[Aim of the task] Output every entry exactly, from the first line to the last.

[Data excerpts]

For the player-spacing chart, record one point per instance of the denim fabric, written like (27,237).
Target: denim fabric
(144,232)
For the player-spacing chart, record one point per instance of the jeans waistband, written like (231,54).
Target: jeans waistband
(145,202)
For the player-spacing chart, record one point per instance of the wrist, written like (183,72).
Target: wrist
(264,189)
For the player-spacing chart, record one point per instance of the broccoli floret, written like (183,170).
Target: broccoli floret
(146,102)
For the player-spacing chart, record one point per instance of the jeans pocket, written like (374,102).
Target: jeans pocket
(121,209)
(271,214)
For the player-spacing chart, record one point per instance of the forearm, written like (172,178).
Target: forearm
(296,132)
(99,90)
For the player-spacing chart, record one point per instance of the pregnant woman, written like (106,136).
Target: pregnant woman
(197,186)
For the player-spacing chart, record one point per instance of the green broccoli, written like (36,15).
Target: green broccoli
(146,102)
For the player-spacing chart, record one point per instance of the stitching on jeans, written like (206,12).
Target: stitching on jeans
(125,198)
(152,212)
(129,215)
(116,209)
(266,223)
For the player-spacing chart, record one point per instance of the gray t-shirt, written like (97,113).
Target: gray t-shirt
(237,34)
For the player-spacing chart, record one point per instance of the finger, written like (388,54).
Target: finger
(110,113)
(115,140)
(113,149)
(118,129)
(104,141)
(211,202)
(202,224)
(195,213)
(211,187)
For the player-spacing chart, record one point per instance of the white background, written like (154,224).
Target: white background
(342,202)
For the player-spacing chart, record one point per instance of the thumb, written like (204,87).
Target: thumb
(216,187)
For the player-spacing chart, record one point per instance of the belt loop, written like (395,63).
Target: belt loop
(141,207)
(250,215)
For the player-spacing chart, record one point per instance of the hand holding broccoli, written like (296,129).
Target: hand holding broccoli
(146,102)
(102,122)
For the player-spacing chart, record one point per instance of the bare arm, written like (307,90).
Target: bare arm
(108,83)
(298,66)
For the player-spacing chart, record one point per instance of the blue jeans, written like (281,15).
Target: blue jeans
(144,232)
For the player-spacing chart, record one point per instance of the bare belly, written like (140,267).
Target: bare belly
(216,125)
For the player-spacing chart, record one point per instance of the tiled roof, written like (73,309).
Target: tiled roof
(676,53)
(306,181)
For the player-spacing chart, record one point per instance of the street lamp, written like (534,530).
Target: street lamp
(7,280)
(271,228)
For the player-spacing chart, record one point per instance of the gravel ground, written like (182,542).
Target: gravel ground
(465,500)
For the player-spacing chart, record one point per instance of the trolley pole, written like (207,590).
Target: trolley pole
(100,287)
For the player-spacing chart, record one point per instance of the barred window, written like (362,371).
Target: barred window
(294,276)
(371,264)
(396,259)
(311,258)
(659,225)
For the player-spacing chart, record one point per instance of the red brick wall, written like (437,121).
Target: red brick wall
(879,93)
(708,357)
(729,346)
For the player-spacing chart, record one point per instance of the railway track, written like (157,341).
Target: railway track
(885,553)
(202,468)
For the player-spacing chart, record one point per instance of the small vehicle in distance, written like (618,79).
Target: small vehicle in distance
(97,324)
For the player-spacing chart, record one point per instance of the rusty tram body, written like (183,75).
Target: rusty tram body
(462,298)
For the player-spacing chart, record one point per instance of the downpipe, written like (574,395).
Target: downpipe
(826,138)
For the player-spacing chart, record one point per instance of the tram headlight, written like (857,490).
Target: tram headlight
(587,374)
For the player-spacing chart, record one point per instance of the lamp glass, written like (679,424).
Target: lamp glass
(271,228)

[In response]
For the player-spacing chart, record one point per instance of the denim fabric, written like (27,237).
Target: denim fabric
(144,232)
For the player-spacing chart, record one point per instance of the jeans waistband, written like (231,54).
Target: jeans waistband
(145,202)
For the player-spacing chart, record one point per instance of the wrist, written like (183,72).
Target: wrist
(264,189)
For the player-spacing chart, record one point per instance of the broccoli floret, written like (183,170).
Target: broccoli floret
(146,102)
For the player-spacing chart, record one point per instance of the jeans pocket, written like (374,102).
Target: jeans pocket
(121,209)
(271,214)
For the player-spacing chart, record one point per instance of the forearm, written like (172,178).
Target: forearm
(296,132)
(99,90)
For the player-spacing chart, record one point per instance of the pregnant woman, written like (106,136).
Target: pregnant woman
(197,186)
For the player-spacing chart, record one point per instance of the green broccoli, written like (36,15).
Target: green broccoli
(146,102)
For the player-spacing chart, record one point per instance of the stitching on jeans, written like (206,12).
Target: stitching on jeans
(125,198)
(152,212)
(129,215)
(116,209)
(266,223)
For the player-spacing chart, record one point per instance of the gray t-shirt, written like (97,113).
Target: gray t-shirt
(237,34)
For the player-spacing chart, record one point per instance of the finger, written like (388,54).
Target: finger
(110,113)
(115,140)
(113,149)
(118,129)
(104,141)
(211,202)
(202,224)
(195,213)
(211,187)
For the player-spacing chart, record one point per instance of the white background, written like (154,224).
Target: white background
(342,202)
For the player-spacing chart, record one point per instance of the thumb, written like (204,87).
Target: thumb
(216,187)
For the player-spacing chart, record one point per instance of the belt loop, written like (395,63).
Target: belt loop
(141,207)
(250,215)
For the player-spacing chart, record one point per instance of the hand holding broccoli, written like (296,129).
Target: hand holding broccoli
(146,102)
(102,122)
For the player-spacing chart, record one point per instance of the bare arm, written like (307,90).
Target: bare arm
(108,83)
(298,66)
For the player-spacing chart, record one point per instance of the blue jeans, written like (281,15).
Target: blue jeans
(144,232)
For the player-spacing chart, record one point per instance of the bare belly, written like (140,267).
Target: bare belly
(216,125)
For the player-spacing chart, record one point per instance of the tiled roof, written like (73,309).
Target: tiled roof
(676,53)
(306,181)
For the player-spacing chart, record one point per instance of the street lamp, written like (534,530).
Target: street lamp
(7,280)
(271,228)
For the player-spacing chart, record one point per instance of the gravel ground, written like (182,542).
Target: gravel ground
(465,500)
For the player-spacing chart, record one point per instance of the trolley pole, written like (207,590).
Target: trolley pole
(100,287)
For the player-spacing chart, record one point per instance of the barred window, written like (362,371).
Target: barred window
(294,276)
(371,264)
(396,259)
(311,258)
(659,225)
For the player-spacing chart, record one point per instance of the red brick wall, written like (437,121).
Target: red brick wall
(879,93)
(708,357)
(729,346)
For the player-spacing chart, record one point per instance of the railway track, written like (157,341).
Target: railway track
(885,553)
(202,468)
For the player-spacing chart, record one point per instance of the small vehicle in distance, written like (618,79).
Target: small vehicle in distance
(97,324)
For the player-spacing chart, record one point per instance of the rusty tram body, written like (183,75).
Target: rusty tram body
(462,298)
For the player-spacing chart, record one point per instance of the downpipe, written like (574,395).
Target: downpipe
(826,138)
For the player-spacing chart, record one point per instance of the tram headlight, written like (857,490).
Target: tram headlight
(587,374)
For the player-spacing chart, record one point per instance of the lamp glass, written like (679,424).
Target: lamp glass
(271,228)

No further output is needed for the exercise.